§ **Kurze Aufgabe 1**: Übertrage den Satz „Den restlichen Brand löschte schließlich die Lagerfeuerwehr.“ aus dem Textauszug über den Scheunenbrand ins Englische.

****

Um 1:30 Uhr rückten die Soldaten ab und ließen 12 Mann und vier Lagerpolizisten zur Wache vor Ort. Die Feuerspritze war bereits außer Betrieb. Dem angetrunkenen Zustand vieler Feuerwehrmänner ist eine gewisse Ehrlichkeit zu verdanken, die offen gestanden, dass die Scheunen beseitigt werden sollten. Da ein mutwilliges Anzünden der vierten und fünften Städel durch die Soldaten und Polizei unterbunden wurde, begann die Feuerwehr ihre Taktik zu ändern und trug diese „aus Sicherheitsgründen“ ab. Derweil brannten die anderen Scheunen ab, die Motorspritze kam in den weiteren Stunden nicht mehr zum Einsatz. Da um 5 Uhr offensichtlich keine Gefahr mehr für die restlichen Gebäude bestand, wollte Wachtmeister Schöpfl den Abbruch derselbigen durch die Feuerwehrmänner unterbinden. Die Feuerwehr ließ sich von den Anweisungen nicht beirren und riss weiter Städel gegen den Willen ihrer Besitzer ab. Verstärkung aus dem Lager sollte dies verhindern. Daraufhin zeigte sich der Feuerwehr-Kommandant beleidigt und wies seine Leute an abzurücken. Den restlichen Brand löschte schließlich die Lagerfeuerwehr. Für die Besitzer der Scheunen entstand teils großer Schaden, da diese nicht versichert waren oder Brennholz, Wagenteile und Stroh verbrannten.

****

§ **Kurze Aufgabe 2**: Führe jede Zeile der Auflistung unten auf, in der die Zeichenfolge „background“ vorkommt, und gib sie unverändert wieder.

[Einträge zur Positionsmarkierung von Objekten]
****

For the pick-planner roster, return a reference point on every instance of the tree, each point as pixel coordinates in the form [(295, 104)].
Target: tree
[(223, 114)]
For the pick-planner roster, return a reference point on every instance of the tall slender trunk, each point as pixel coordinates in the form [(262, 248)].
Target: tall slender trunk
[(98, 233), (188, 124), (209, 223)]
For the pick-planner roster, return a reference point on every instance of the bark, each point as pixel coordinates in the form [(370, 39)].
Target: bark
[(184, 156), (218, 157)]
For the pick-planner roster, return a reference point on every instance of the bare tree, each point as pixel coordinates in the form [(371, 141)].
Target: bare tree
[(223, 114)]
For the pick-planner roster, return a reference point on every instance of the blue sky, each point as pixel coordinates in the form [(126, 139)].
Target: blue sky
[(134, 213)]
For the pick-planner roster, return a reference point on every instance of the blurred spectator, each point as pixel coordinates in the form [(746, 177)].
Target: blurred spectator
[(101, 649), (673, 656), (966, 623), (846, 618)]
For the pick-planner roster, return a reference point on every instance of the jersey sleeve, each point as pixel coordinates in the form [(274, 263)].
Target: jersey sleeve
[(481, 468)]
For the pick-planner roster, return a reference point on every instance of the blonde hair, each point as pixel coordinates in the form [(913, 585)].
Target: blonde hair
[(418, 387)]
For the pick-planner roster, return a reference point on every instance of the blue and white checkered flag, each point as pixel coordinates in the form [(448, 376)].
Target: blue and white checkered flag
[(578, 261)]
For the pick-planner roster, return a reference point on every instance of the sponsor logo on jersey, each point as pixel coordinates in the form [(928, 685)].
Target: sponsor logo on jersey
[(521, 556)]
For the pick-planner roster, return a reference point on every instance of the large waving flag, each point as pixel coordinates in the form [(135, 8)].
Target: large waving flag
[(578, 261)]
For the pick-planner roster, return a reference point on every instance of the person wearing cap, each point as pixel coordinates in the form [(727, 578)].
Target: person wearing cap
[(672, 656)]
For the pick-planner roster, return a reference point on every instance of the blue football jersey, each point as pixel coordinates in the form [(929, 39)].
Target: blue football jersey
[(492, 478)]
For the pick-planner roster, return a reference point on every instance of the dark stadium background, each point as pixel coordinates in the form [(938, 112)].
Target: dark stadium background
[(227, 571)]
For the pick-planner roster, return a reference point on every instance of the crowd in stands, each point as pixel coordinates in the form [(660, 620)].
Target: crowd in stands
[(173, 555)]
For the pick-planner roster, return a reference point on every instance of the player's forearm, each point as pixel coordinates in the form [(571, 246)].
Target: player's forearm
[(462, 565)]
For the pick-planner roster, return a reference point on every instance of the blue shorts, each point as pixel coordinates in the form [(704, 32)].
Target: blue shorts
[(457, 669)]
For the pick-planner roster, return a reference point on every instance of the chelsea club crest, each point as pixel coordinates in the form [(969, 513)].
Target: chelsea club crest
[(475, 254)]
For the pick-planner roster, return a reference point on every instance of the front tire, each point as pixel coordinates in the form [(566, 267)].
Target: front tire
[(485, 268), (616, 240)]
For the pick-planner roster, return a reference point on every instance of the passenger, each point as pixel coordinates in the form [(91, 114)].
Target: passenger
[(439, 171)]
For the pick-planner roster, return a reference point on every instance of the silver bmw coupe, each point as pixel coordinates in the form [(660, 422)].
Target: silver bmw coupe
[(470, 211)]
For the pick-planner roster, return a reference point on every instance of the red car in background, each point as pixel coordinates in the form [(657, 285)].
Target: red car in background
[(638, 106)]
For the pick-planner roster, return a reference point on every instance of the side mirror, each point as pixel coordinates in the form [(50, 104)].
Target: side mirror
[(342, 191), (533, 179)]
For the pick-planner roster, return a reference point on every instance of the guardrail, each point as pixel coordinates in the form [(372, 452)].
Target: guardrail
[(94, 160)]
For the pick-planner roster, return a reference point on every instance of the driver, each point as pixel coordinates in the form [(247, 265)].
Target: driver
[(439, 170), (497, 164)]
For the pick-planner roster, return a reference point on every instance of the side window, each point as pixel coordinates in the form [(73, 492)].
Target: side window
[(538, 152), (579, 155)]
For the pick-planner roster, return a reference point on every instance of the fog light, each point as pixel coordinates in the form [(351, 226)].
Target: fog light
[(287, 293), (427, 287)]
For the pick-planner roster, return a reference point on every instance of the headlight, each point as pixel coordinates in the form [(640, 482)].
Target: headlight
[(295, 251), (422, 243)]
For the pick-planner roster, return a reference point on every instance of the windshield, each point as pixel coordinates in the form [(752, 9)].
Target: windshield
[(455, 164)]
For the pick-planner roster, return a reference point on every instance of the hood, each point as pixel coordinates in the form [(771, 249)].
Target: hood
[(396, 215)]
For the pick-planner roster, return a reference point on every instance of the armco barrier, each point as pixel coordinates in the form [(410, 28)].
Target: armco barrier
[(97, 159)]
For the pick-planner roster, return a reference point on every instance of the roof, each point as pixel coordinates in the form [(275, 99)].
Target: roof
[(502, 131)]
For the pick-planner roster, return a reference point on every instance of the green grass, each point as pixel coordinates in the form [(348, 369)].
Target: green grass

****

§ **Richtige Antwort 1**: The camp fire brigade finally extinguished the remaining fire.

§ **Richtige Antwort 2**:
For the pick-planner roster, return a reference point on every instance of the dark stadium background, each point as pixel coordinates in the form [(938, 112)].
Target: dark stadium background
For the pick-planner roster, return a reference point on every instance of the red car in background, each point as pixel coordinates in the form [(657, 285)].
Target: red car in background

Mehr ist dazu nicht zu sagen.